* _Data for this exercise_
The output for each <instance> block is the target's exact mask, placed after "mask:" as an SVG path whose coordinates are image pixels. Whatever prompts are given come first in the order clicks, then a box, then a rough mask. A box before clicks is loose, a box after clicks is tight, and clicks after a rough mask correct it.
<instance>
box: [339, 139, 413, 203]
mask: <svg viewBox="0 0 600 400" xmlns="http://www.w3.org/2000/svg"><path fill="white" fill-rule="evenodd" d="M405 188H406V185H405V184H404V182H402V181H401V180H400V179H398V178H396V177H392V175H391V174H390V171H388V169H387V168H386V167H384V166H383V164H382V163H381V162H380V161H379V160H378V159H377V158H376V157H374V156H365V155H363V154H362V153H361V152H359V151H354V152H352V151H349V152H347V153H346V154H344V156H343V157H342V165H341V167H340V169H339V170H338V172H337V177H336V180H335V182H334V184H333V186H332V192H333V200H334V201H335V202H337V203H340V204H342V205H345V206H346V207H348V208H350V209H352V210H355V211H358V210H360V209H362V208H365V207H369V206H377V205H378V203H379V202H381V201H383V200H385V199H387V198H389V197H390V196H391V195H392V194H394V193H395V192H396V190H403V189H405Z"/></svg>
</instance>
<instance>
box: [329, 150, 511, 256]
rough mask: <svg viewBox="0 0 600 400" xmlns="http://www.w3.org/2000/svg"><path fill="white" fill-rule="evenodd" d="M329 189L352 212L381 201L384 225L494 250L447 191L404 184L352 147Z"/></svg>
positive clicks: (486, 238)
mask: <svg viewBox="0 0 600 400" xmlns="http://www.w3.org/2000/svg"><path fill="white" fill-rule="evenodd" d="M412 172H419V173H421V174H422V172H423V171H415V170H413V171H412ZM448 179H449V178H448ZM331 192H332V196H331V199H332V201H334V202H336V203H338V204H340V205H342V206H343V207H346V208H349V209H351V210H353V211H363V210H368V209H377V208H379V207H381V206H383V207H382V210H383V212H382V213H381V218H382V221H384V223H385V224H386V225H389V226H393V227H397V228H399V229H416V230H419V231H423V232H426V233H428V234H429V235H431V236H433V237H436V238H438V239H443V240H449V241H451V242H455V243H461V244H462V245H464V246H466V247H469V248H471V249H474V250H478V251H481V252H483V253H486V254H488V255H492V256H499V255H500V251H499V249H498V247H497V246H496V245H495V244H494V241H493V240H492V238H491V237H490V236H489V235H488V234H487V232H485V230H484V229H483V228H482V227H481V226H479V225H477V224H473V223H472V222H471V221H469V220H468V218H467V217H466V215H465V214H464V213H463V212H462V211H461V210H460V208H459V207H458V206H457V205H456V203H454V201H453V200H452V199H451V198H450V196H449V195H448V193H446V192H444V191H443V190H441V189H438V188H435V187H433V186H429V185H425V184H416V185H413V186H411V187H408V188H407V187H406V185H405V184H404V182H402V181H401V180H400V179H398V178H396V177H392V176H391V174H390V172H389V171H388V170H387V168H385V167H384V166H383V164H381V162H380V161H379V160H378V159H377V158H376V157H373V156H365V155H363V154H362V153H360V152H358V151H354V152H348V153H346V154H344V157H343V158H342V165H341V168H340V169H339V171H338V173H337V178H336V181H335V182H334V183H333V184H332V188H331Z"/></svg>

* _The problem_
Convert the material into a Markdown table with the columns "Row" and "Line", giving each line its own numbered row and omitting blank lines.

* _Response to the exercise_
| Row | Line |
|---|---|
| 1 | The output for each <instance> block is the target's exact mask, placed after "mask:" as an SVG path whose coordinates are image pixels. Whatever prompts are given come first in the order clicks, then a box, then a rough mask. A box before clicks is loose, a box after clicks is tight, and clicks after a rough mask correct it. |
| 2 | <instance> |
| 3 | box: [339, 139, 413, 203] |
| 4 | mask: <svg viewBox="0 0 600 400" xmlns="http://www.w3.org/2000/svg"><path fill="white" fill-rule="evenodd" d="M405 188H406V185H405V184H404V182H402V181H401V180H400V179H398V178H396V177H392V175H391V174H390V171H388V169H387V168H386V167H384V166H383V164H382V163H381V162H380V161H379V160H378V159H377V158H376V157H374V156H365V155H363V154H362V153H361V152H359V151H354V152H352V151H349V152H347V153H346V154H344V156H343V157H342V165H341V167H340V169H339V170H338V172H337V177H336V180H335V182H334V184H333V186H332V192H333V200H334V201H335V202H337V203H340V204H342V205H345V206H346V207H348V208H350V209H352V210H355V211H358V210H360V209H362V208H365V207H369V206H377V205H378V203H379V202H381V201H383V200H385V199H387V198H389V197H390V196H391V195H392V194H394V193H395V192H396V190H403V189H405Z"/></svg> |
| 5 | </instance> |
| 6 | <instance> |
| 7 | box: [329, 150, 511, 256] |
| 8 | rough mask: <svg viewBox="0 0 600 400" xmlns="http://www.w3.org/2000/svg"><path fill="white" fill-rule="evenodd" d="M329 189L352 212L381 201L384 225L494 250L447 191L404 184L352 147Z"/></svg> |
| 9 | positive clicks: (486, 238) |
| 10 | mask: <svg viewBox="0 0 600 400" xmlns="http://www.w3.org/2000/svg"><path fill="white" fill-rule="evenodd" d="M412 172H419V173H421V174H422V172H423V171H415V170H413V171H412ZM448 179H449V178H448ZM331 192H332V196H331V199H332V201H334V202H336V203H338V204H340V205H342V206H343V207H346V208H349V209H351V210H353V211H363V210H368V209H377V208H379V207H381V206H383V207H382V210H383V212H382V213H381V218H382V221H384V223H385V224H386V225H389V226H393V227H397V228H399V229H416V230H419V231H423V232H426V233H428V234H429V235H431V236H433V237H436V238H438V239H443V240H449V241H451V242H455V243H461V244H462V245H464V246H466V247H469V248H471V249H474V250H478V251H481V252H483V253H486V254H488V255H492V256H499V255H500V251H499V249H498V247H497V246H496V245H495V244H494V241H493V240H492V238H491V237H490V236H489V235H488V234H487V232H485V230H484V229H483V228H482V227H481V226H479V225H477V224H473V223H472V222H471V221H469V220H468V218H467V217H466V215H465V214H464V213H463V212H462V211H461V210H460V208H459V207H458V206H457V205H456V203H454V201H453V200H452V199H451V198H450V196H449V195H448V193H446V192H444V191H443V190H441V189H438V188H435V187H433V186H429V185H425V184H416V185H413V186H411V187H408V188H407V187H406V185H405V184H404V182H402V181H401V180H400V179H398V178H396V177H392V176H391V174H390V172H389V171H388V170H387V168H385V167H384V166H383V164H381V162H380V161H379V160H378V159H377V158H376V157H373V156H365V155H363V154H362V153H360V152H358V151H354V152H348V153H346V154H344V157H343V158H342V165H341V168H340V169H339V171H338V173H337V178H336V181H335V182H334V183H333V184H332V188H331Z"/></svg> |